| STATED GOAL A |
Turn the paragraph of the notebook code below that begins "DAYS_TO_OBSERVE = 14" into a short list that keeps each value it sets.

| EXTRACT PROVIDED |
★ ★ ★ ★ ★ ★ ★

In [9]:
%load_ext autoreload
%autoreload 2
import scipy.stats as sps
from sklearn.model_selection import train_test_split
import gc
from sklearn.linear_model import LinearRegression
from dateutil.parser import *
import pandas as pd
import numpy as np
import os
from collections import Counter
import json
import typing as tp
import my_library as lib
import ast
from datetime import datetime
import time

The autoreload extension is already loaded. To reload it, use:
  %reload_ext autoreload


In [10]:
DAYS_TO_OBSERVE = 14
EMPTY_TYPE = 'undefined'
column_types = set()
TABLE_NAME = 'grant_table'

In [11]:
def grants_preprod_maker():
    req = f"""

★ ★ ★ ★ ★ ★ ★

| ENTRIES PROVIDED |
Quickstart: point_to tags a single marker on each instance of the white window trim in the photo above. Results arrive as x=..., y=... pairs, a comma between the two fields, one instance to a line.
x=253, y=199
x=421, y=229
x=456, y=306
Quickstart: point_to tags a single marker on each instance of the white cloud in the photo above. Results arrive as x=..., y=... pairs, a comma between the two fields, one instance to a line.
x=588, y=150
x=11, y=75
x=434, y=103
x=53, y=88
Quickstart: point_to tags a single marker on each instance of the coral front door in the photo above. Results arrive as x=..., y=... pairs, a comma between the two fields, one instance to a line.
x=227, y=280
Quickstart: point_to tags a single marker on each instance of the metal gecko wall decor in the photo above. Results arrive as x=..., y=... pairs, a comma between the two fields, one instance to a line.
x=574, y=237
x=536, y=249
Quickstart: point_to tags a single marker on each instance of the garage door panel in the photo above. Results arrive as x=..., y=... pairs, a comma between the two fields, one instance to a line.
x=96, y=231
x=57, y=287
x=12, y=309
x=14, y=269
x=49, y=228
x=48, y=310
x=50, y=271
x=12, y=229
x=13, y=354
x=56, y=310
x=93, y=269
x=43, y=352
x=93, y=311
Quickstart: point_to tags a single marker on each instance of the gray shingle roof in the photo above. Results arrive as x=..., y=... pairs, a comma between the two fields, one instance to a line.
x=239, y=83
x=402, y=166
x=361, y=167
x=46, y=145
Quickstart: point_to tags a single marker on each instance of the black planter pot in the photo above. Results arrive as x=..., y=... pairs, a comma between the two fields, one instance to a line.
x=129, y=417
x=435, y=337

★ ★ ★ ★ ★ ★ ★

| STATED GOAL B |
In the records, rewrite the part that opens with the line containing "of the gray" and closes with the line containing "x=46, y=145", putting "tile roof" in place of "shingle roof" and changing nothing else.

| RESULT A |
- DAYS_TO_OBSERVE: 14
- EMPTY_TYPE: 'undefined'
- column_types: an empty set
- TABLE_NAME: 'grant_table'

| RESULT B |
Quickstart: point_to tags a single marker on each instance of the gray tile roof in the photo above. Results arrive as x=..., y=... pairs, a comma between the two fields, one instance to a line.
x=239, y=83
x=402, y=166
x=361, y=167
x=46, y=145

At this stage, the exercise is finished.